__Assigned task__: How many pigs does the passage on pigs say the UK slaughters each year?

··· Provided passage

Pigs are extremely intelligent animals (around the same brains as 4-year-old children) and have even been known to escape abbatoirs, in bids for freedom. England has many lovely sanctuaries for rescued pigs including Goodhearted animal sanctuaries and Surge Sanctuary where animals can live out the rest of their lives in peace.
The best way to help pigs is simply to not eat their meat (pork, bacon, sausages). Moving Mountains sells good vegan sausages (no palm oil). Read more on:
The UK slaughters around 10 million pigs annually. Although sow crates are banned (where sows can’t turn around during their 16-week pregnancy), most pigs are still raised on intensive farms with little room to move (to ‘fatten them up’ for more profits) and no bedding. In nature, wild pigs make comfortable nests for themselves (and sing to their piglets!) and travel up to a mile to visit the toilet. They are very clean animals, who wallow in mud simply to keep cool (they have no sweat glands). Many farmed pigs suffer heat stress during transit, and die before reaching the abbatoir.
Male piglets are often castrated to prevent aggression (which can cause infections) then a few weeks after weaning, sows are artificially inseminated to begin their next pregnancy (this carries on for a few years, before they are slaughtered and replaced). Be careful with welfare labels. Compassion in World Farming say only trust ‘certified free-range. Red Tractor Assurance Scheme just means the meat is British (it has no higher welfare rules than other meat).
In the wild, pigs live in small family groups in forests and wetlands, using their snouts to forage for food (which helps disperse seeds) and can easily outrun natural predators, sometimes living up to 20 years. Boars live in the same way. A new concern is ‘micro pigs’ (no such thing, as they often grow to huge sizes and weights, and then end up in rescue sanctuaries, when guardians can’t cope).

······
··· Source data

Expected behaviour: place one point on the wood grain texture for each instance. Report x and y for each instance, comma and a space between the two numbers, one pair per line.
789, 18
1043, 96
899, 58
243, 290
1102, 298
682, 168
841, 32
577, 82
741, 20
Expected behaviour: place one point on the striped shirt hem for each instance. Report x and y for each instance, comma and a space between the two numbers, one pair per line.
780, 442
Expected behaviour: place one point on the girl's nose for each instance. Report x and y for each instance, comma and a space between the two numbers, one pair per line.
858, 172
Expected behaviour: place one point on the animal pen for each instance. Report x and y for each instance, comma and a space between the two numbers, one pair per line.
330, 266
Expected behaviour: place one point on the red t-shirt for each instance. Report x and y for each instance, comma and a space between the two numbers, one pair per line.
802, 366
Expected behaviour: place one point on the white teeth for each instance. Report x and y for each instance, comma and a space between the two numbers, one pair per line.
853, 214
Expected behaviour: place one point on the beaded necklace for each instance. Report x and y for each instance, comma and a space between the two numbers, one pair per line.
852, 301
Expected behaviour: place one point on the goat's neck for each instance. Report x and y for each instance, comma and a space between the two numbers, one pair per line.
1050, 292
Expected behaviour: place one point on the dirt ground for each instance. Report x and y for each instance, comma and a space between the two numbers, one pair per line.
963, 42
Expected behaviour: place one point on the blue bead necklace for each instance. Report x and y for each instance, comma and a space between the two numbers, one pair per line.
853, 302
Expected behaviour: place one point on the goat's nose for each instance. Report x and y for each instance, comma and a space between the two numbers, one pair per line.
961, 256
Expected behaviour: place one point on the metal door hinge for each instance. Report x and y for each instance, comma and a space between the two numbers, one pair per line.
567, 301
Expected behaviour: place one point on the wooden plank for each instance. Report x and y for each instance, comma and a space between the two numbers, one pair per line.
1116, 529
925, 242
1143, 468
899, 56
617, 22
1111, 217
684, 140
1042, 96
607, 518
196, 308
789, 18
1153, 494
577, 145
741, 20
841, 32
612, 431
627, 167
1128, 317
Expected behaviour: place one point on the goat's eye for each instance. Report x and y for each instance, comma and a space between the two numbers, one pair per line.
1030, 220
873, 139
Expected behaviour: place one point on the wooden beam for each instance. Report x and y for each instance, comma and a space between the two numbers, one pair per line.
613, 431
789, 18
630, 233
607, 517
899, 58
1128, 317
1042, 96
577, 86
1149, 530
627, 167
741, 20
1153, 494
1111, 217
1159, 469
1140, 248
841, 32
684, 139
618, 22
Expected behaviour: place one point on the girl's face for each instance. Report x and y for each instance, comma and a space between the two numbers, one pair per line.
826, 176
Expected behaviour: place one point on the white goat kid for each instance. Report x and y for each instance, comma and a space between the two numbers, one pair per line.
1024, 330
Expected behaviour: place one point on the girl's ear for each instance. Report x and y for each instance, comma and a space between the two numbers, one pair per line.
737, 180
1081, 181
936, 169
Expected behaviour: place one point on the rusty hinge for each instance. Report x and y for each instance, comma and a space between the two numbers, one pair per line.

······

__Expected answer__: Around 10 million.